-- EXERCISE --
Put the data into a two-column CSV with columns "input" and "output", one row for each request, holding its text and its answer. Quote each field and turn line breaks into spaces. Cover only the part that opens with the line containing "target: white paneled door" and closes with the line containing "[[[0,212],[0,405],[34,407],[30,358],[18,300]]]", both included.
============================================================
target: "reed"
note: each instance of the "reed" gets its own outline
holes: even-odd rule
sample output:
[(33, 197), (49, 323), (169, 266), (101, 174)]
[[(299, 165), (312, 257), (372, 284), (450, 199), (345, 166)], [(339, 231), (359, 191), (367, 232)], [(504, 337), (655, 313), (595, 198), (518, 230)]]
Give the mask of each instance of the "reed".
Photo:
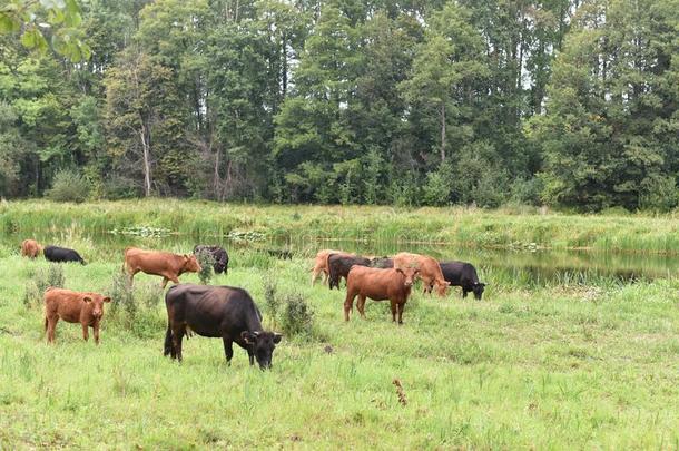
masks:
[[(233, 252), (228, 275), (213, 283), (248, 290), (266, 327), (281, 325), (266, 307), (272, 291), (296, 293), (313, 308), (313, 335), (286, 336), (268, 372), (249, 367), (239, 349), (226, 366), (222, 342), (199, 336), (185, 343), (183, 364), (163, 357), (160, 281), (142, 274), (134, 294), (121, 295), (136, 302), (135, 316), (107, 305), (99, 346), (66, 323), (47, 345), (41, 307), (22, 297), (48, 263), (0, 253), (0, 381), (11, 381), (0, 383), (0, 449), (679, 443), (675, 278), (629, 284), (562, 274), (531, 283), (489, 267), (483, 301), (462, 300), (457, 290), (440, 300), (416, 287), (396, 326), (388, 306), (372, 301), (367, 320), (344, 323), (344, 292), (311, 287), (307, 258), (260, 255)], [(69, 288), (111, 294), (119, 256), (63, 265), (63, 274)], [(181, 281), (199, 282), (196, 274)]]
[[(387, 206), (276, 206), (204, 200), (142, 199), (96, 204), (47, 200), (0, 204), (0, 229), (104, 233), (150, 226), (171, 233), (226, 237), (329, 238), (382, 243), (445, 243), (464, 247), (589, 248), (676, 254), (677, 214), (569, 215), (539, 209), (394, 208)], [(247, 236), (247, 234), (245, 235)], [(256, 235), (254, 235), (256, 236)]]

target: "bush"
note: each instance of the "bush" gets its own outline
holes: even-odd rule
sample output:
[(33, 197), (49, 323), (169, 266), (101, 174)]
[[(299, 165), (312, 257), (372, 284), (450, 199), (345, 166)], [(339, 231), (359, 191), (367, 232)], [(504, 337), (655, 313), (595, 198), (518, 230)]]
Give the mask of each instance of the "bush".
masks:
[(312, 335), (314, 329), (314, 312), (298, 293), (285, 296), (281, 326), (288, 336)]
[(281, 301), (276, 295), (278, 286), (276, 285), (275, 278), (272, 273), (268, 273), (264, 278), (264, 304), (266, 305), (267, 313), (274, 318), (274, 326), (276, 326), (276, 318), (278, 317), (278, 310), (281, 308)]
[(215, 264), (215, 257), (209, 251), (201, 249), (196, 254), (196, 259), (198, 259), (198, 263), (200, 264), (198, 278), (200, 278), (203, 285), (207, 285), (214, 275), (215, 268), (213, 265)]
[(434, 173), (426, 175), (424, 185), (424, 202), (426, 205), (444, 206), (450, 204), (453, 168), (450, 163), (442, 164)]
[(55, 176), (52, 188), (47, 197), (56, 202), (85, 202), (90, 192), (90, 184), (82, 175), (72, 170), (60, 170)]
[(109, 295), (112, 298), (110, 322), (117, 329), (130, 332), (140, 339), (155, 337), (165, 329), (164, 318), (158, 315), (158, 304), (163, 300), (159, 284), (140, 285), (137, 295), (132, 290), (129, 276), (125, 273), (114, 275)]
[(104, 182), (104, 197), (109, 200), (131, 199), (142, 195), (139, 186), (130, 179), (112, 176)]
[(61, 265), (52, 263), (47, 269), (40, 268), (30, 275), (30, 280), (26, 284), (23, 305), (40, 305), (47, 288), (50, 286), (63, 288), (65, 285), (66, 277)]

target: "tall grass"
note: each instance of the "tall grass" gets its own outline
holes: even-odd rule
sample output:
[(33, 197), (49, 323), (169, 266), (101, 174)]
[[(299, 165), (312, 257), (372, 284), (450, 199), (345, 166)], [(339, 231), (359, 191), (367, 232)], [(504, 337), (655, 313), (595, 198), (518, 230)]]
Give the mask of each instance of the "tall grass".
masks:
[[(266, 329), (281, 325), (270, 310), (284, 314), (285, 302), (266, 307), (265, 297), (298, 293), (322, 337), (284, 337), (267, 372), (252, 369), (237, 346), (227, 366), (222, 341), (199, 336), (185, 342), (181, 364), (163, 357), (160, 281), (139, 274), (126, 294), (124, 283), (115, 287), (119, 259), (62, 266), (68, 288), (114, 295), (101, 344), (60, 323), (57, 343), (47, 345), (42, 312), (21, 298), (48, 263), (0, 255), (0, 381), (11, 381), (0, 383), (0, 448), (679, 444), (677, 280), (563, 275), (531, 285), (520, 273), (483, 268), (483, 301), (459, 291), (441, 300), (417, 287), (396, 326), (387, 303), (373, 301), (366, 320), (345, 323), (344, 293), (311, 287), (306, 258), (249, 254), (262, 253), (232, 253), (228, 276), (213, 283), (248, 290)], [(126, 296), (136, 306), (132, 324), (117, 316)]]
[(0, 228), (35, 232), (152, 226), (194, 236), (258, 232), (276, 238), (445, 243), (471, 247), (592, 248), (679, 252), (677, 214), (568, 215), (539, 209), (393, 208), (378, 206), (249, 206), (147, 199), (97, 204), (46, 200), (0, 205)]

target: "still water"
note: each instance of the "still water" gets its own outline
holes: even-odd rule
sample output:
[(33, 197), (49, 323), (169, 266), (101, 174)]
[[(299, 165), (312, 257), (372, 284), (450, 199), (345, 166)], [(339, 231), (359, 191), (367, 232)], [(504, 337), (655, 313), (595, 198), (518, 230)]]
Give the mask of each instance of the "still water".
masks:
[[(23, 237), (19, 234), (4, 235), (0, 238), (0, 244), (18, 252)], [(673, 277), (679, 273), (679, 257), (641, 253), (480, 249), (461, 248), (445, 244), (414, 244), (396, 241), (354, 242), (303, 237), (287, 241), (259, 239), (250, 242), (233, 241), (226, 237), (186, 235), (141, 237), (110, 233), (88, 234), (81, 231), (49, 231), (33, 234), (32, 237), (42, 244), (75, 247), (81, 252), (87, 261), (121, 262), (122, 249), (127, 246), (190, 253), (194, 245), (200, 243), (218, 244), (230, 252), (259, 252), (272, 255), (285, 251), (295, 258), (312, 258), (322, 248), (343, 249), (368, 256), (393, 255), (406, 251), (427, 254), (440, 261), (460, 259), (471, 262), (479, 268), (482, 280), (484, 273), (492, 272), (525, 284), (541, 284), (550, 281), (581, 281), (588, 283), (592, 277), (610, 277), (621, 282), (634, 282), (640, 278)]]

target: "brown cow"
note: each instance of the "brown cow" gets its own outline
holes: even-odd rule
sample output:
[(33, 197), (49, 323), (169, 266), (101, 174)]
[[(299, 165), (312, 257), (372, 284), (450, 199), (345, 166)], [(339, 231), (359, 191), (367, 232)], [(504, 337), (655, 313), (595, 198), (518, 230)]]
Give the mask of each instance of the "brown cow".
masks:
[(356, 307), (361, 316), (365, 317), (365, 298), (373, 301), (390, 300), (392, 304), (392, 320), (403, 324), (403, 308), (411, 295), (411, 287), (419, 269), (382, 269), (376, 267), (353, 266), (346, 280), (346, 300), (344, 301), (344, 320), (348, 321), (348, 313), (354, 307), (354, 298), (358, 295)]
[(35, 239), (24, 239), (21, 243), (21, 255), (36, 258), (42, 252), (42, 246)]
[(333, 251), (333, 249), (323, 249), (318, 251), (316, 254), (316, 261), (314, 263), (314, 267), (312, 268), (312, 286), (321, 275), (321, 281), (325, 283), (327, 277), (329, 276), (329, 268), (327, 265), (327, 258), (331, 254), (341, 254), (341, 255), (354, 255), (343, 251)]
[(195, 255), (178, 255), (169, 252), (144, 251), (136, 247), (125, 249), (125, 262), (122, 269), (127, 266), (130, 283), (135, 274), (142, 272), (163, 277), (163, 288), (168, 281), (179, 283), (179, 276), (184, 273), (199, 273), (203, 268)]
[(95, 332), (95, 343), (99, 344), (99, 324), (104, 316), (104, 303), (111, 298), (98, 293), (79, 293), (50, 286), (45, 291), (45, 331), (47, 342), (53, 343), (57, 322), (82, 325), (82, 339), (87, 341), (88, 327)]
[(394, 267), (401, 269), (416, 267), (420, 269), (420, 278), (424, 283), (424, 292), (431, 293), (433, 285), (436, 285), (436, 293), (441, 297), (445, 296), (450, 282), (443, 277), (436, 259), (426, 255), (401, 252), (394, 256)]

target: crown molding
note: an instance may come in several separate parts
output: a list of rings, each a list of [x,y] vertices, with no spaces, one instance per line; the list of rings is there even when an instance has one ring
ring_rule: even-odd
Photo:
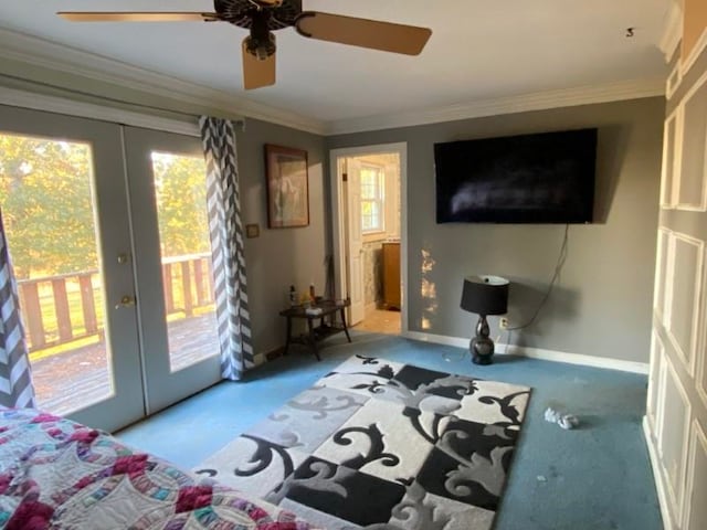
[[[177,132],[186,136],[200,136],[199,124],[197,123],[196,117],[192,120],[188,120],[148,116],[144,113],[136,113],[105,105],[96,105],[93,103],[75,102],[64,97],[33,94],[31,92],[18,91],[4,86],[0,86],[0,105],[66,114],[82,118],[131,125],[146,129]]]
[[[416,125],[456,121],[503,114],[547,110],[551,108],[591,105],[597,103],[639,99],[665,95],[665,80],[644,80],[611,83],[599,86],[563,88],[520,96],[479,99],[445,107],[428,108],[410,113],[369,116],[365,118],[330,121],[327,135],[344,135],[369,130],[412,127]]]
[[[122,88],[148,92],[191,107],[213,108],[228,113],[229,117],[235,114],[317,135],[325,132],[325,124],[317,119],[1,26],[0,57]]]
[[[221,112],[231,118],[234,115],[250,117],[323,136],[411,127],[665,94],[665,80],[663,78],[627,81],[325,123],[2,26],[0,26],[0,59],[92,78],[126,89],[149,93],[154,96],[180,102],[191,108]],[[57,88],[66,87],[57,86]],[[96,96],[99,97],[99,95]]]
[[[658,47],[665,55],[665,62],[669,63],[675,55],[675,50],[683,39],[683,9],[676,1],[671,1],[665,17],[665,26]]]

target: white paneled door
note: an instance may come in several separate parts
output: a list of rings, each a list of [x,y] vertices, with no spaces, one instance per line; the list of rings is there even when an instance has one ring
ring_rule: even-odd
[[[0,106],[39,407],[108,431],[220,379],[198,138]]]
[[[707,528],[707,51],[699,53],[668,91],[645,420],[665,528],[676,530]]]

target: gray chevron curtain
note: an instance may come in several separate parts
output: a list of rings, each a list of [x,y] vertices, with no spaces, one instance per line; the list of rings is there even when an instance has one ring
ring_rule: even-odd
[[[255,365],[243,255],[235,130],[228,119],[199,119],[207,159],[207,201],[221,375],[239,380]]]
[[[0,212],[0,405],[34,407],[30,358],[18,300]]]

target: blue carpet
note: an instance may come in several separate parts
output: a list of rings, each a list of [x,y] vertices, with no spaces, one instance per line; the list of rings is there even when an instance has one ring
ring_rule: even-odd
[[[532,386],[496,530],[663,528],[641,430],[645,375],[511,356],[476,367],[466,350],[399,337],[357,335],[354,343],[345,341],[329,339],[321,362],[293,348],[246,381],[220,383],[117,436],[189,469],[349,356],[378,356]],[[548,406],[579,416],[580,428],[547,423]]]

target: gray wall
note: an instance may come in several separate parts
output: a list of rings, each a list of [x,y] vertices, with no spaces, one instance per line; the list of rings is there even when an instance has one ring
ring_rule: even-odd
[[[255,353],[266,353],[285,343],[285,319],[278,311],[294,285],[299,293],[314,283],[325,288],[328,200],[324,197],[324,138],[278,125],[247,119],[238,134],[241,211],[244,224],[257,223],[260,237],[245,240],[249,303]],[[309,226],[267,229],[265,161],[263,146],[305,149],[309,163]]]
[[[595,222],[570,226],[552,296],[536,322],[511,339],[647,362],[664,110],[663,98],[567,107],[341,135],[328,138],[327,148],[408,142],[409,329],[469,337],[476,316],[460,309],[464,276],[510,278],[510,324],[524,324],[548,288],[564,226],[436,224],[433,144],[599,127]],[[433,261],[426,273],[425,254]],[[497,319],[490,324],[492,336],[500,335]]]

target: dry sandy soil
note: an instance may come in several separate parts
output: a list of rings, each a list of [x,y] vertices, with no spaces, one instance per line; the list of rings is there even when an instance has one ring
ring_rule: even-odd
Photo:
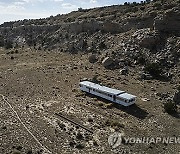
============================================================
-- COMPLETE ANSWER --
input,output
"target: white paneled door note: an instance may come in several separate parts output: a list of rings, each a list of [x,y] vertices, with no spaces, one instance per line; the list of rings is there even when an instance has one ring ring_rule: even-odd","[[[0,106],[39,407],[108,431],[220,379],[198,138]]] [[[707,528],[707,51],[699,53],[668,91],[645,420],[665,528],[676,530]]]"
"target: gray chevron curtain note: an instance may come in several separate parts output: a list of rings, each a list of [x,y] vertices, with no spaces, one instance per line; the list of rings is there even when an instance has one ring ring_rule: even-odd","[[[255,365],[243,255],[235,130],[228,119],[199,119],[207,159],[207,201],[221,375],[239,380]]] [[[0,212],[0,405],[34,407],[30,358],[18,300]]]"